** Opening Text segment block **

Carrying Out a Successful Endodontic Interdisciplinary Treatment

The study titled ‘Interdisciplinary Endodontics’ was originally published by Dentistry Today.

Endodontically treated teeth could be one of the weakest links in restorative diagnosis and an effective treatment plan. It can also be the weakest link in the success and failure of an interdisciplinary treatment procedure.

This article aims to help dentists improve the success rate of their interdisciplinary endodontic treatment plan by showcasing 3 patient cases. All the patient’s care records are from 18-26 years post-treatment. They might not have been the easiest treatments but they were the proper treatment procedures for their times. The primary goal with these 3 cases is to help dentists do the following:

  • Reflect on their endodontic techniques
  • Prevent endodontic origin lesions
  • Aim for the long-term capacity of healing

Basis of the Treatment

The interdisciplinary endodontic treatment procedure for each of the 3 cases was based on biology, structure, and aesthetics. Specifically, can it be possible to clean and seal the root canal system portals of exit (POE) either surgically or non-surgically?  Is the periodontal state healthy or is it possible to make it? Structurally, is there enough ferrule height and width? Is there 4.0mm from the height of bone to the height of ferrule?  Aesthetically, is the dental aesthetics enhanced by the endodontic tooth, and if not, can it be enhanced?

Case Studies

Case 1:

The patient suffered from a residual sinus tract-tracing. The location was the lateral wall of the maxillary right central incisor after a third aesthetic bridge attempt

Biologic Considerations:

What is the pulpal status of multiple abutments? Is it possible to treat the underfilled anatomy of the tooth number 8 and seal existing inaccessible POEs? Could the post be taken out nonsurgically and can the underfilled anatomy be located, cleaned, and blocked up? Is the periodontal condition in a healthy state?

Structure Considerations:

Could the FPD be extracted without damaging the teeth or FPD? Note that FPD was not bonded with zinc phosphate cement. Could the post be extracted without damaging the ferrule?

Aesthetic Considerations:

If an endodontic operation was chosen, could black triangles or scarring be a risk factor? Due to the high smile line, conducting an operation was not contraindicated. If surgery is carried out for the tooth, was about non vital pulp in another tooth? How to access through FPD or remove existing FPD? What about implants and removals? The patient wanted the bridge to get his smile right after his vehicle accident. He showed no interest in another implant or bridge and came to terms with a predictable nonsurgical interdisciplinary treatment plan.

** Closing Text segment block **

• Work request A
Quote the endodontic treatment article word for word, everything from "Case Studies" down to "a healthy state?".
• Work request B
Extend the endodontic treatment article, picking up right after its last sentence.
The entries after this point have nothing to do with the endodontic treatment article.

** Opening Information shown block **

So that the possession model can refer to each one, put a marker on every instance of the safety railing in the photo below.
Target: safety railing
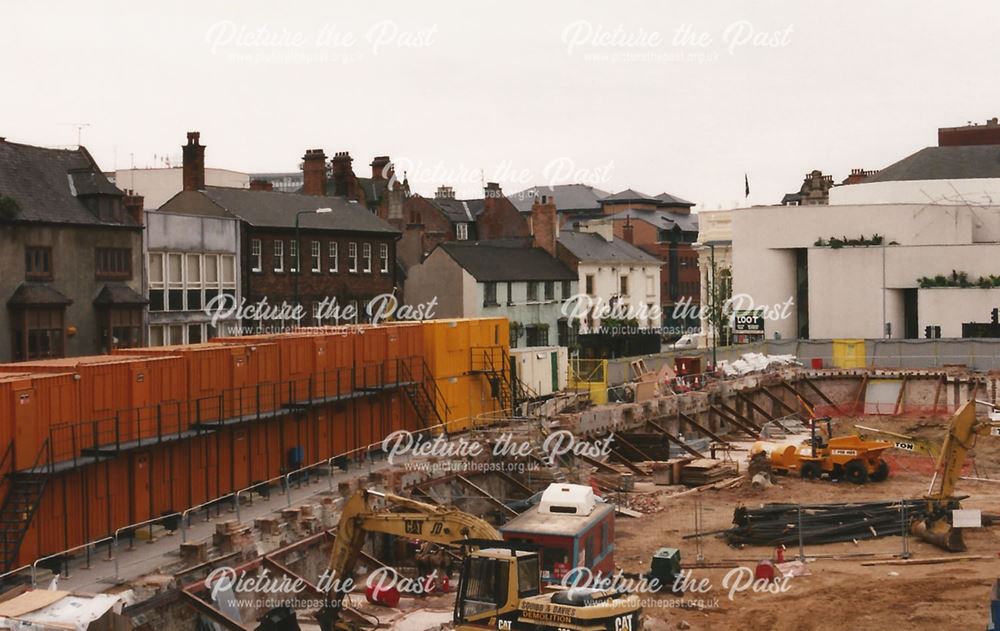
(368, 454)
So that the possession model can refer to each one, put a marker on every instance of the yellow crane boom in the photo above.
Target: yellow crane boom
(417, 520)
(941, 499)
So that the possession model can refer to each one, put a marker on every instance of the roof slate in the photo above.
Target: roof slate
(274, 209)
(34, 294)
(119, 294)
(666, 219)
(506, 260)
(568, 197)
(459, 210)
(593, 248)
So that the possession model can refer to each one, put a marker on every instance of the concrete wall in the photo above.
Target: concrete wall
(187, 233)
(643, 286)
(547, 312)
(440, 277)
(972, 191)
(847, 295)
(979, 355)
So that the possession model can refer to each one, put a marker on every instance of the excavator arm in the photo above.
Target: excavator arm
(941, 499)
(417, 520)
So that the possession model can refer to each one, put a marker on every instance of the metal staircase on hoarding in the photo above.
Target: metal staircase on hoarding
(497, 371)
(24, 495)
(419, 392)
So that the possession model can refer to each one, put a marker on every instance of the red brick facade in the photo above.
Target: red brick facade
(424, 225)
(342, 284)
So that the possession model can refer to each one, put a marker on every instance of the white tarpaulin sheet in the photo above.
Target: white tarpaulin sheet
(69, 612)
(754, 362)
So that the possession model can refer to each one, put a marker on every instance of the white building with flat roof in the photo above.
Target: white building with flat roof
(868, 271)
(160, 184)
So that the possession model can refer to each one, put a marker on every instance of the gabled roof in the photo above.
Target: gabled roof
(274, 209)
(506, 260)
(629, 195)
(589, 247)
(459, 210)
(944, 163)
(569, 197)
(37, 294)
(46, 184)
(665, 219)
(119, 294)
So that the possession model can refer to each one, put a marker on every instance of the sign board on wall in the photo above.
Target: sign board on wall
(750, 322)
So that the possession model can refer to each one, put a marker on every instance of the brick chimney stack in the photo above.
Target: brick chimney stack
(382, 168)
(859, 175)
(314, 172)
(628, 231)
(492, 191)
(444, 192)
(544, 224)
(134, 207)
(971, 134)
(194, 163)
(344, 180)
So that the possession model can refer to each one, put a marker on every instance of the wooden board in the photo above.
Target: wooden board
(30, 601)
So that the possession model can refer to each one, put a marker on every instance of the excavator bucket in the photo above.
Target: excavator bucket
(940, 533)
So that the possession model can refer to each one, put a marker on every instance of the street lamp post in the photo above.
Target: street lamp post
(298, 246)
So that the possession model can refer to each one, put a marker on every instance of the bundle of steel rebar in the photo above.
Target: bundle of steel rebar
(776, 524)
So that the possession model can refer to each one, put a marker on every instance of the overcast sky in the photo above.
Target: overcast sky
(681, 97)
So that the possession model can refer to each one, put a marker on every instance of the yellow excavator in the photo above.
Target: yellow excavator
(500, 583)
(936, 528)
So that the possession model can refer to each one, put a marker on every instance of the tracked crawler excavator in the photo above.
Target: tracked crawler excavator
(963, 430)
(500, 583)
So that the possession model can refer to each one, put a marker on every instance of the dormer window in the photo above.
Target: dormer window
(105, 207)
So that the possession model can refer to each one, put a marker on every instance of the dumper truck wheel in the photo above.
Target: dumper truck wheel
(810, 470)
(882, 472)
(856, 472)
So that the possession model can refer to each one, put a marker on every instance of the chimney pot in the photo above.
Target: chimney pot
(544, 225)
(194, 163)
(313, 173)
(381, 168)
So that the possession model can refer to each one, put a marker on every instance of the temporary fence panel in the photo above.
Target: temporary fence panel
(881, 396)
(849, 353)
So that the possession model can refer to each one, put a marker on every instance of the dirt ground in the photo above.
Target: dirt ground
(838, 593)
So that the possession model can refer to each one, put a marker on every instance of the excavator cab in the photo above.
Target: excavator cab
(500, 588)
(492, 583)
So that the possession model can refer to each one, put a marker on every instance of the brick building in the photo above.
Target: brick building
(71, 255)
(428, 222)
(343, 252)
(664, 227)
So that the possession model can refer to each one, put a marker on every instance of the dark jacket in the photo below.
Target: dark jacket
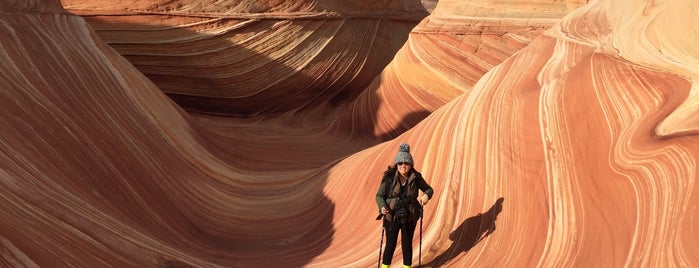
(389, 195)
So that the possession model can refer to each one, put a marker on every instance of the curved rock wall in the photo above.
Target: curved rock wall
(549, 142)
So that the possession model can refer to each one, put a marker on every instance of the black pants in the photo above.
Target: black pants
(406, 239)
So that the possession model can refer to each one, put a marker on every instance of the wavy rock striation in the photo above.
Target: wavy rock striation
(549, 142)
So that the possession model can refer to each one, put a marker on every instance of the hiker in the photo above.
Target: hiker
(400, 205)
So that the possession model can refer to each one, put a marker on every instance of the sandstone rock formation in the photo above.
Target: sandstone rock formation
(555, 133)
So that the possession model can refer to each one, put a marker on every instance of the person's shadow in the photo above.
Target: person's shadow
(468, 234)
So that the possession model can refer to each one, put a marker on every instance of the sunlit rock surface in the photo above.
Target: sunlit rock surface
(555, 134)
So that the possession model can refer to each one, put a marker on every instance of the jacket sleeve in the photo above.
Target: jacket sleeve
(381, 193)
(424, 187)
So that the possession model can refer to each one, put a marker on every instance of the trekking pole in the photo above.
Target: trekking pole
(419, 259)
(380, 246)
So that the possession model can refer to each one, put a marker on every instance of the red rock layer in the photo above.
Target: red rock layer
(575, 150)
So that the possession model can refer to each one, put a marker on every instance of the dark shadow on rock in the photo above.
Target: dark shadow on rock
(229, 245)
(469, 234)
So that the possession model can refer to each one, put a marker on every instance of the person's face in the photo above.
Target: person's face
(403, 168)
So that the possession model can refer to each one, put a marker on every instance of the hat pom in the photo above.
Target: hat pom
(404, 148)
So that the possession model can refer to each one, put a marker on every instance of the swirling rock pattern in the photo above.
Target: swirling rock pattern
(555, 135)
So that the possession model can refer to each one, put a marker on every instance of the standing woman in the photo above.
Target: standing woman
(400, 205)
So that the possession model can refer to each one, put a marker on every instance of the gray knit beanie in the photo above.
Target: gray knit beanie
(403, 154)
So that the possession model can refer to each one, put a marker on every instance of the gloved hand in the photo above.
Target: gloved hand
(423, 199)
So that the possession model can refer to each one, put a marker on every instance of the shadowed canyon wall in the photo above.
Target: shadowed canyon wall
(254, 133)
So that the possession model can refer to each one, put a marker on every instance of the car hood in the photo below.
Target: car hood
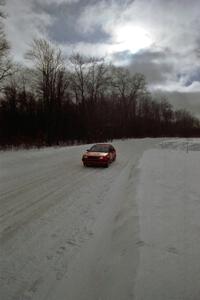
(96, 153)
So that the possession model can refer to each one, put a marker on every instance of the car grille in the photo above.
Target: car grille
(93, 158)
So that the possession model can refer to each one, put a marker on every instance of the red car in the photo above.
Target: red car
(99, 155)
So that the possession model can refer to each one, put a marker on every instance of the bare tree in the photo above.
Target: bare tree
(5, 61)
(50, 81)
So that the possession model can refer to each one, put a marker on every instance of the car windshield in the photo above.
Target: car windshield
(99, 148)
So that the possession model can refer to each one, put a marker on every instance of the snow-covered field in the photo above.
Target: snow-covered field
(127, 232)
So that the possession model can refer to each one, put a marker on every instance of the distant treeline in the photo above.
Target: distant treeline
(61, 100)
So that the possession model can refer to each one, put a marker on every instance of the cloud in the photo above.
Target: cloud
(158, 38)
(23, 24)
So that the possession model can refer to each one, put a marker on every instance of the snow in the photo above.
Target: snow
(127, 232)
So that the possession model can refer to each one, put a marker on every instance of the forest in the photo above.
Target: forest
(56, 100)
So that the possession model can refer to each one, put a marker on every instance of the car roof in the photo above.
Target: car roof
(103, 144)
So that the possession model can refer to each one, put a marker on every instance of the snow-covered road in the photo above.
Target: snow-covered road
(127, 232)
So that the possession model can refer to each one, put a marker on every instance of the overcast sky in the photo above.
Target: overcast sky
(160, 38)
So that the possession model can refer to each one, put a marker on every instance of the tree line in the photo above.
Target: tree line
(58, 100)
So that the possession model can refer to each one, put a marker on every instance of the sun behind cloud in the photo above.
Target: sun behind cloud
(130, 37)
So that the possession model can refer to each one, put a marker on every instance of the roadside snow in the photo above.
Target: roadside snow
(127, 232)
(169, 216)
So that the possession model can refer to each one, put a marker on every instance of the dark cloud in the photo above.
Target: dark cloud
(65, 28)
(155, 65)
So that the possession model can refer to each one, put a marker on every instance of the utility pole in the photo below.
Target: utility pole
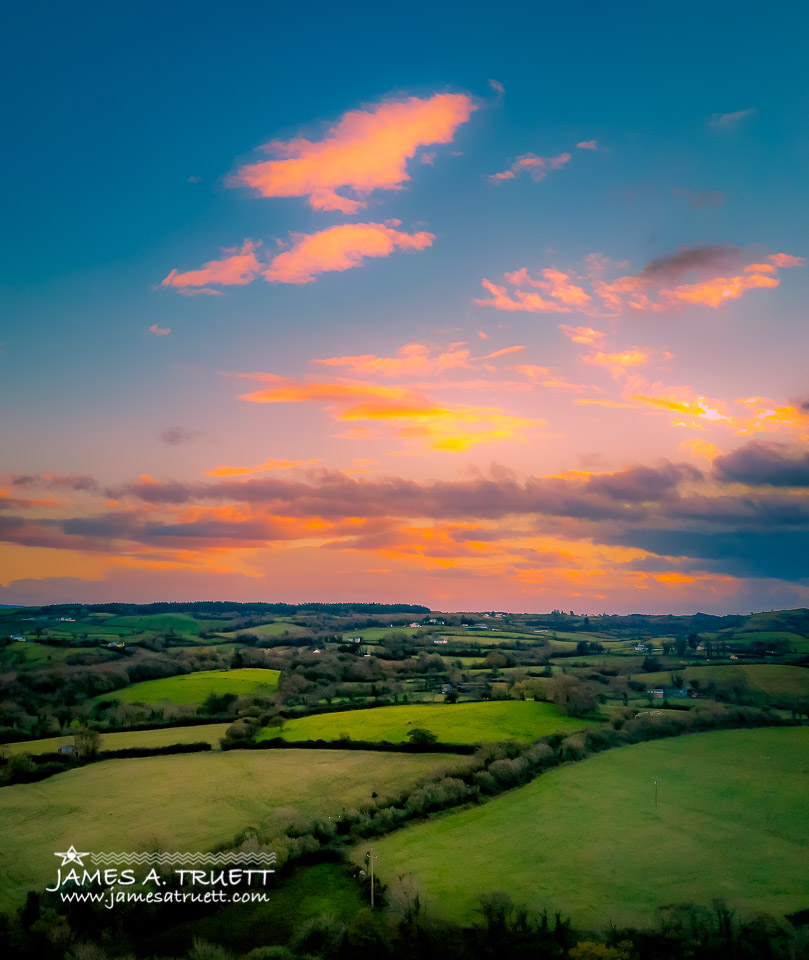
(656, 781)
(369, 859)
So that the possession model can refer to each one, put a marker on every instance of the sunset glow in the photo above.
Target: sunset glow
(411, 334)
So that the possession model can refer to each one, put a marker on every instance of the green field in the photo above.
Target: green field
(191, 688)
(522, 720)
(192, 802)
(160, 737)
(763, 681)
(279, 628)
(586, 839)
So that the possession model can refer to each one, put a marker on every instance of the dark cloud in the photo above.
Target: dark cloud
(777, 554)
(760, 464)
(178, 435)
(673, 266)
(55, 481)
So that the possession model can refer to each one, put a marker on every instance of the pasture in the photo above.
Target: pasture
(764, 682)
(471, 722)
(192, 802)
(159, 737)
(193, 688)
(278, 628)
(587, 839)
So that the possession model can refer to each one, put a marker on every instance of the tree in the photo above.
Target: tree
(572, 696)
(420, 735)
(87, 742)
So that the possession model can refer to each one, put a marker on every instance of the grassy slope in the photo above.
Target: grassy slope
(195, 687)
(768, 680)
(453, 723)
(587, 839)
(134, 738)
(192, 802)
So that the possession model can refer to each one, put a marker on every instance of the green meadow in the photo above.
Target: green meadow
(764, 681)
(159, 737)
(522, 720)
(588, 839)
(278, 628)
(193, 688)
(192, 802)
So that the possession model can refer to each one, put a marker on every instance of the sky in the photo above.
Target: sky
(477, 307)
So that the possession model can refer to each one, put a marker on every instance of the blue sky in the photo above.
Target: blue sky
(126, 121)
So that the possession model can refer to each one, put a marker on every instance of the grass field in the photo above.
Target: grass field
(522, 720)
(586, 838)
(279, 628)
(764, 681)
(161, 737)
(305, 893)
(193, 802)
(192, 688)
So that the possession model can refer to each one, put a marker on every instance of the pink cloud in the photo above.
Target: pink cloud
(537, 167)
(365, 150)
(340, 248)
(708, 276)
(237, 269)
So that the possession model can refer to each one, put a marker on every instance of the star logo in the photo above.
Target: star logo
(72, 856)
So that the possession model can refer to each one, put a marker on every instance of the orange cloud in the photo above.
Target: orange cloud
(700, 448)
(617, 363)
(415, 417)
(340, 248)
(787, 260)
(676, 400)
(413, 359)
(537, 167)
(585, 335)
(519, 300)
(714, 292)
(237, 269)
(365, 150)
(653, 289)
(269, 464)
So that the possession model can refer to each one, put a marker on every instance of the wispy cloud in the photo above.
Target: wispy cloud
(701, 198)
(175, 436)
(271, 463)
(341, 248)
(656, 288)
(448, 427)
(366, 150)
(727, 121)
(238, 268)
(537, 167)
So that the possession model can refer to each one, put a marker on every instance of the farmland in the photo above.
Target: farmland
(159, 737)
(588, 840)
(764, 681)
(452, 723)
(193, 688)
(192, 802)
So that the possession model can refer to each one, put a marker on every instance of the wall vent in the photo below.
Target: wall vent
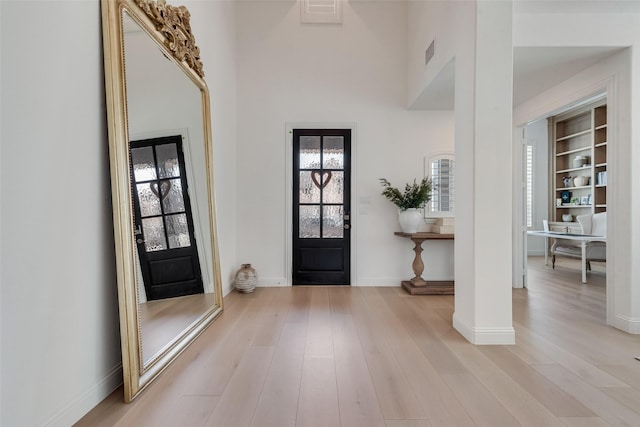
(428, 54)
(321, 11)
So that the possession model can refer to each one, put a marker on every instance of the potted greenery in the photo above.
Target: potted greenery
(414, 197)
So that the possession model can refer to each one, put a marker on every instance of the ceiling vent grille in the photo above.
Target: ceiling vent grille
(321, 11)
(428, 54)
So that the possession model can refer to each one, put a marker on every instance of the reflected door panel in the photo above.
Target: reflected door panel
(164, 226)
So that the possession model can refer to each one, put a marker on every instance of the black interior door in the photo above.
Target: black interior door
(321, 206)
(164, 225)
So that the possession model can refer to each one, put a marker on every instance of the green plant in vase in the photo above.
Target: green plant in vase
(414, 197)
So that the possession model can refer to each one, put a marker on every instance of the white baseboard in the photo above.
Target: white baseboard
(485, 336)
(87, 401)
(390, 281)
(271, 282)
(627, 324)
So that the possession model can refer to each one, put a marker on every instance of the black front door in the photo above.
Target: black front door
(164, 225)
(321, 206)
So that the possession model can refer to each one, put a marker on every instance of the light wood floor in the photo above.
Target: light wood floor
(339, 356)
(163, 320)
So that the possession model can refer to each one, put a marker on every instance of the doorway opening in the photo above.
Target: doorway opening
(321, 207)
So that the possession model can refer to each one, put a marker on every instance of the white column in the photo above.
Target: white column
(484, 75)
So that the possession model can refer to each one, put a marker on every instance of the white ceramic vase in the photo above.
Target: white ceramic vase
(410, 220)
(246, 279)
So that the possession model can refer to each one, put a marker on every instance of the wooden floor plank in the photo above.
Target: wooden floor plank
(396, 396)
(319, 338)
(547, 393)
(278, 402)
(239, 400)
(357, 399)
(607, 408)
(318, 405)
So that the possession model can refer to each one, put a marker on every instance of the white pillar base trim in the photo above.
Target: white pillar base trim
(627, 324)
(485, 336)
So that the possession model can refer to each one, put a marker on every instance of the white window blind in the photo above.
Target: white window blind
(529, 183)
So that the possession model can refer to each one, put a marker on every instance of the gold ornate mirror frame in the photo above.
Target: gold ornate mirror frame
(169, 28)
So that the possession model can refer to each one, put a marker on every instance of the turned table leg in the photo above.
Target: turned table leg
(418, 265)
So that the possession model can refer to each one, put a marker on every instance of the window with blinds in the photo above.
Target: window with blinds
(529, 184)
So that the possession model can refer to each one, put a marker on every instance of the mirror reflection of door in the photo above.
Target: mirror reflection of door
(321, 206)
(163, 220)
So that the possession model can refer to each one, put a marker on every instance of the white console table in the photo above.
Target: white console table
(582, 238)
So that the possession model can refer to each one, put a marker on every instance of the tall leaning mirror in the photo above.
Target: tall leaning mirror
(169, 286)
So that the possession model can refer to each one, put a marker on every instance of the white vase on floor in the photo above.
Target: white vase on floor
(410, 220)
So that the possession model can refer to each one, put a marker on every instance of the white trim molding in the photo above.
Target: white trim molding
(627, 324)
(485, 336)
(88, 400)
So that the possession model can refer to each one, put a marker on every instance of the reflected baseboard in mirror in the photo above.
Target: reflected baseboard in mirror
(158, 91)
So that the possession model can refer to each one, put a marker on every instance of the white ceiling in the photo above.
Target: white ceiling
(535, 69)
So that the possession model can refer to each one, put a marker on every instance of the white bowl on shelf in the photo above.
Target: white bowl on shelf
(581, 181)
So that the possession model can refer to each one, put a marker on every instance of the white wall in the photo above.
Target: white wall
(60, 332)
(615, 75)
(352, 73)
(60, 340)
(477, 35)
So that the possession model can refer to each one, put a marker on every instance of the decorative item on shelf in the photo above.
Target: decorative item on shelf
(581, 181)
(579, 161)
(415, 196)
(246, 279)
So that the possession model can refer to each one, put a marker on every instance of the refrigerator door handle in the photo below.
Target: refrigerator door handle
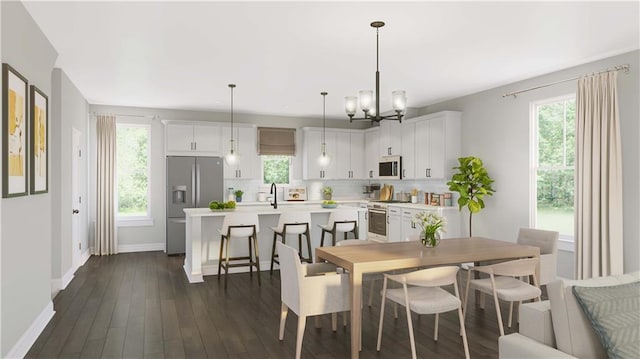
(197, 203)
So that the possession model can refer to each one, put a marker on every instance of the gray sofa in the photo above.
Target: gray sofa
(558, 328)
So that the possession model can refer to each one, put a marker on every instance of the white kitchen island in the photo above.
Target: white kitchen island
(203, 238)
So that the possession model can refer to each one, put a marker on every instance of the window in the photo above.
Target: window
(276, 169)
(553, 165)
(132, 172)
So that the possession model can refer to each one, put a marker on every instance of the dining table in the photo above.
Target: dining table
(383, 257)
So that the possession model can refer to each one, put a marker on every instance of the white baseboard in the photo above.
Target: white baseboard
(29, 337)
(147, 247)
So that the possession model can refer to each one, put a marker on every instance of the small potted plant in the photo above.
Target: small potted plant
(432, 224)
(327, 192)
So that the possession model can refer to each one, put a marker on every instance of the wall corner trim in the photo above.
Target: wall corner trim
(29, 337)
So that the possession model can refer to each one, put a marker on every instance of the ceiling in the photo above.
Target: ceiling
(281, 55)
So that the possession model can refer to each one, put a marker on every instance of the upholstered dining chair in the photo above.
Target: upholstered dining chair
(308, 290)
(421, 293)
(343, 220)
(504, 283)
(292, 223)
(239, 225)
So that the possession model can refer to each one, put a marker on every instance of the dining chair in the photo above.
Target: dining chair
(421, 293)
(292, 223)
(308, 290)
(503, 283)
(239, 225)
(344, 220)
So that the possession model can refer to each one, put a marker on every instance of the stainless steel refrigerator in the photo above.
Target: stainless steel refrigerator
(192, 182)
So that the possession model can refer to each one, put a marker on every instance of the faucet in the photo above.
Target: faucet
(274, 192)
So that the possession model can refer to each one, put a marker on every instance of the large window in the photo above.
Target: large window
(554, 165)
(132, 147)
(276, 169)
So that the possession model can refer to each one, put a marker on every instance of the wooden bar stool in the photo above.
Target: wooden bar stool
(292, 223)
(340, 221)
(239, 225)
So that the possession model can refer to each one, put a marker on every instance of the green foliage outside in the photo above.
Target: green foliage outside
(276, 169)
(132, 170)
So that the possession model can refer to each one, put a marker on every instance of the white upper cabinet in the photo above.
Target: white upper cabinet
(371, 152)
(193, 139)
(390, 138)
(437, 145)
(248, 166)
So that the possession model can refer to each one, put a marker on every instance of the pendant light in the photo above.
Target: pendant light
(324, 159)
(231, 158)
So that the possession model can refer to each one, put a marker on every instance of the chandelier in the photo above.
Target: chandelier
(366, 99)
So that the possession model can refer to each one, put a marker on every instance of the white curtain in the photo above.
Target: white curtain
(599, 250)
(106, 240)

** Closing Information shown block **

• Response A
Case Studies

Case 1:

The patient suffered from a residual sinus tract-tracing. The location was the lateral wall of the maxillary right central incisor after a third aesthetic bridge attempt

Biologic Considerations:

What is the pulpal status of multiple abutments? Is it possible to treat the underfilled anatomy of the tooth number 8 and seal existing inaccessible POEs? Could the post be taken out nonsurgically and can the underfilled anatomy be located, cleaned, and blocked up? Is the periodontal condition in a healthy state?

• Response B
Interdisciplinary Treatment Planning and Sequencing:

The idea was to extract the bridge successfully and cement it permanently after having firm evidence of sinus tract healing. Nonsurgical endodontic treatment for tooth number 10 and retreatment for tooth number 8 was also planned.

Case 2:

The patient had a sinus tract in tooth number 8 and had suffered a lot of accidents to her maxillary anterior teeth.

Biologic Considerations:

Is surgical or non-surgical endodontic treatment predictable since the lateral POE was towards the palatal, making it inaccessible for preparation and obturation? The patient also had aspirations of modeling and did not want surgical scarring.

Structure Considerations:

Is it possible to preserve the ferrule through a nonsurgical approach?

Aesthetic Considerations:

The patient wanted an uneven gingival smile line to be corrected. The prosthodontist and orthodontist agreed to sequence their treatment plans after they had clarity on the endodontic status of the maxillary right central incisor.

Interdisciplinary Planning and Sequencing:

Once the nonsurgical endodontic retreatment of tooth number 8 was carried out, orthodontic treatment along with tooth correction of tooth number 8’s gingival levels was conducted.  Aesthetic restorative dentistry was conducted as per requirements.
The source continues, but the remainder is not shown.